STORED DATA:
────────

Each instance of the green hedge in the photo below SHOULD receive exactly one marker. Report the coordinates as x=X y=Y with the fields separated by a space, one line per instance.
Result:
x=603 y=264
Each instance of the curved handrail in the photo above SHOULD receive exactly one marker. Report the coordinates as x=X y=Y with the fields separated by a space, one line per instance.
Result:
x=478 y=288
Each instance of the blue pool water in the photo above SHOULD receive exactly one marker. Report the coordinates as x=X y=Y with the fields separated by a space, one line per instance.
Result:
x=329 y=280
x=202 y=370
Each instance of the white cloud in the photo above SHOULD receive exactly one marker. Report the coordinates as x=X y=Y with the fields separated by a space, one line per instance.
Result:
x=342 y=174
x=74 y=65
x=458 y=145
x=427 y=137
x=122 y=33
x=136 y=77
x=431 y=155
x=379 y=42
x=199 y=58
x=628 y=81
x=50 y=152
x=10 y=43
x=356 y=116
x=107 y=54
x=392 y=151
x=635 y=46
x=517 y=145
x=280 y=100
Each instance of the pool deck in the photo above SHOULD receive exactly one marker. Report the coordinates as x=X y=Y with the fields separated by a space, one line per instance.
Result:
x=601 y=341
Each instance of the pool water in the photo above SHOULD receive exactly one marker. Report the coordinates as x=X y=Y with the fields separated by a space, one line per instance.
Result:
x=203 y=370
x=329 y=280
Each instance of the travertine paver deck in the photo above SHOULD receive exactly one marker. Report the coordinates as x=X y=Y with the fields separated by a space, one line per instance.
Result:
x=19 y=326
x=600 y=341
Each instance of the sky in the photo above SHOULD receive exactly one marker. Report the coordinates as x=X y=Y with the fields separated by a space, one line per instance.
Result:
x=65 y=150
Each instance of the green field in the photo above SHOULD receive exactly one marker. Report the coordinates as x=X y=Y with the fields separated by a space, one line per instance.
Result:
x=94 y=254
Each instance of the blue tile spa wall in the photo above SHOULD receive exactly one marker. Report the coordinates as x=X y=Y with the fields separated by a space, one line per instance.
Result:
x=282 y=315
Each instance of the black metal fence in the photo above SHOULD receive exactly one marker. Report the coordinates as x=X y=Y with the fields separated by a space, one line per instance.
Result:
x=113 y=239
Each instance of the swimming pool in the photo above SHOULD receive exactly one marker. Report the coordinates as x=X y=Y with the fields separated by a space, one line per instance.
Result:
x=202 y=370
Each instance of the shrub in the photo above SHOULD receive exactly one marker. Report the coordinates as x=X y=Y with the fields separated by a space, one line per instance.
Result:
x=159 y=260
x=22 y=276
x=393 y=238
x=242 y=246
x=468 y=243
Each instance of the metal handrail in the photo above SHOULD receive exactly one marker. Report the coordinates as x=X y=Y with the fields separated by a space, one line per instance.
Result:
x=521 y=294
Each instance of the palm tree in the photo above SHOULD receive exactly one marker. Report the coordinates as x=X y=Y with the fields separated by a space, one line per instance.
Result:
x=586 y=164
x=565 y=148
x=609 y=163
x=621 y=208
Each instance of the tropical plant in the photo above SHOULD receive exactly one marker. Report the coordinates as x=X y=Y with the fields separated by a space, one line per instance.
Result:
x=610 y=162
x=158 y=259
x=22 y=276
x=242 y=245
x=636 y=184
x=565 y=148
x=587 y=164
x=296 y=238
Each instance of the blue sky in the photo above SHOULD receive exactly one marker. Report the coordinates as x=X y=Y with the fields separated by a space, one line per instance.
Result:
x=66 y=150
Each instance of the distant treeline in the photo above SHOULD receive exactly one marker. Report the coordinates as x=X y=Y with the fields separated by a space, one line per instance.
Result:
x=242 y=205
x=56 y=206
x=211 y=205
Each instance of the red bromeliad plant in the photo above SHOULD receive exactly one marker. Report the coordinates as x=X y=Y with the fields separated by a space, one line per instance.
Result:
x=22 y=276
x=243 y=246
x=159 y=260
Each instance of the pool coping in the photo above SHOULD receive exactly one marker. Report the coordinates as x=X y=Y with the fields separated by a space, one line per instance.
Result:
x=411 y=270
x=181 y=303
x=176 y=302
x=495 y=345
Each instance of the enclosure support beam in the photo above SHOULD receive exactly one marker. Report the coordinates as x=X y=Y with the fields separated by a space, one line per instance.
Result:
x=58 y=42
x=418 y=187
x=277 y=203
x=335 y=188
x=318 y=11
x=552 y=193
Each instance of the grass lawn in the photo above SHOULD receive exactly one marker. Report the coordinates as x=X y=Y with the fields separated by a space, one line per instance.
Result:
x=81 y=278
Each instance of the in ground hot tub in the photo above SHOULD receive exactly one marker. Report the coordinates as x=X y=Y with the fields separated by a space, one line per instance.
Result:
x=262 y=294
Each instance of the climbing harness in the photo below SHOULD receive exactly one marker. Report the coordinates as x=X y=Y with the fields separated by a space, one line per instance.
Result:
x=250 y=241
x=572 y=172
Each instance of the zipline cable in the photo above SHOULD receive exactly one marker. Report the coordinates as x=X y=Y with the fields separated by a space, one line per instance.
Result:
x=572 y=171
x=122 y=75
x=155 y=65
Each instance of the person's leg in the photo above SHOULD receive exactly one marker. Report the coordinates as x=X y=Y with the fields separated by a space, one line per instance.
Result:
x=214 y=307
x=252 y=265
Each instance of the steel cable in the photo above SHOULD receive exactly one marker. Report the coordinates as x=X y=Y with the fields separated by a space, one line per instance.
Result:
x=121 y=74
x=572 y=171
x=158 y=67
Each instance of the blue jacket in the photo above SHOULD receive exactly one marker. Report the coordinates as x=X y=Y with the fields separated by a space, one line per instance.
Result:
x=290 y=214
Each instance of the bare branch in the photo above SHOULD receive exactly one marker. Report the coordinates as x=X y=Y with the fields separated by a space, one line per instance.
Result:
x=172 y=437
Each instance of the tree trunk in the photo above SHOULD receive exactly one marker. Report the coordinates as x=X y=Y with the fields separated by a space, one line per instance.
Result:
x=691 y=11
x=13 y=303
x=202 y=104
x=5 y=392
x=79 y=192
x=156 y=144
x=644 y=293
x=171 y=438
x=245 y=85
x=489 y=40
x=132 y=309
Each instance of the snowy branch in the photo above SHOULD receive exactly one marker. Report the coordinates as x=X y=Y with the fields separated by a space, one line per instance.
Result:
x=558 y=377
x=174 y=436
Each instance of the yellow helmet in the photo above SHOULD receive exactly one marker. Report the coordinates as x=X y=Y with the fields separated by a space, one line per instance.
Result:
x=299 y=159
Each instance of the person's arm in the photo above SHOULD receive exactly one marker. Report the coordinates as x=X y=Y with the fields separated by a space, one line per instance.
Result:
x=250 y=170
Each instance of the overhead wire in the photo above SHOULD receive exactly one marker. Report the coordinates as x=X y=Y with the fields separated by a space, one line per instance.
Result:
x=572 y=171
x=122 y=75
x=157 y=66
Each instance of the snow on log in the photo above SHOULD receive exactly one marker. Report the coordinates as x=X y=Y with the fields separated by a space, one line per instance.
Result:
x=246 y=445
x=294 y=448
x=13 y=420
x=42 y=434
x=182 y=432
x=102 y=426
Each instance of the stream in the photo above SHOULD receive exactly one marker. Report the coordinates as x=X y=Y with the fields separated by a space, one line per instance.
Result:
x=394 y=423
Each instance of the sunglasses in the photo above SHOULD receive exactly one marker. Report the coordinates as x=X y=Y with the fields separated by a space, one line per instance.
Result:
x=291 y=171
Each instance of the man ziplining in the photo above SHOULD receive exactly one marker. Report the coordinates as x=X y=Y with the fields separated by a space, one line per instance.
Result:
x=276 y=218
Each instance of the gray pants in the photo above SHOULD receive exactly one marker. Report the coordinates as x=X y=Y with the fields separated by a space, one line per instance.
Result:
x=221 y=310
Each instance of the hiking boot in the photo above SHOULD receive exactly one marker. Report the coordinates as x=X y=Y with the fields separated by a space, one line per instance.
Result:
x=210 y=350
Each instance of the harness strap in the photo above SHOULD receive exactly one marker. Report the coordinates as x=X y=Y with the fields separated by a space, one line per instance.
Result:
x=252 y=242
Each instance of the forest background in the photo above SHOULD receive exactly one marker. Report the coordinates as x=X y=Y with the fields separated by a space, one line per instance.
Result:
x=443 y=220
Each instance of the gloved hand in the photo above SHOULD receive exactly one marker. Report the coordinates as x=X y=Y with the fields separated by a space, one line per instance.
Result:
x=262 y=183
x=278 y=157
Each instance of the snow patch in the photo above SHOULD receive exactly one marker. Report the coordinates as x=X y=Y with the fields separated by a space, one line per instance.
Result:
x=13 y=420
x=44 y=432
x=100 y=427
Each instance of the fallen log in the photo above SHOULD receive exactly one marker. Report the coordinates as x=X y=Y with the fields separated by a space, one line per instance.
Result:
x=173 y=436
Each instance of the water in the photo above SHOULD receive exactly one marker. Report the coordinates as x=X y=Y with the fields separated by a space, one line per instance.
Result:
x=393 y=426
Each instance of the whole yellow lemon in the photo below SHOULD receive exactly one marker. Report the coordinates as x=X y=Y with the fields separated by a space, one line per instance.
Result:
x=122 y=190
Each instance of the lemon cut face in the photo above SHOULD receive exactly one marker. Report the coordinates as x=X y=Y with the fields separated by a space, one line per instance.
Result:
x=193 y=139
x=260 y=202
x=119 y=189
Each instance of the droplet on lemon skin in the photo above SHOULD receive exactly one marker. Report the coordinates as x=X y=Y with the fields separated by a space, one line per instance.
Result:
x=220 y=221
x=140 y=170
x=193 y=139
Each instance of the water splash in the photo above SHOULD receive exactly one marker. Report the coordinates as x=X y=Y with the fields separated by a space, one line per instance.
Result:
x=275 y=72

────────

TASK BRIEF:
Check each line of the records for the word "green" and extract those that contain it.

SOLUTION:
Each instance of the green hedge in the photo below SHOULD receive exactly one marker. Report the coordinates as x=X y=Y with the fields separated by a space, one line per instance.
Each instance of the green field in the photo above SHOULD receive exactly one marker. Report the coordinates as x=X y=Y with the fields separated by a space, one line per instance.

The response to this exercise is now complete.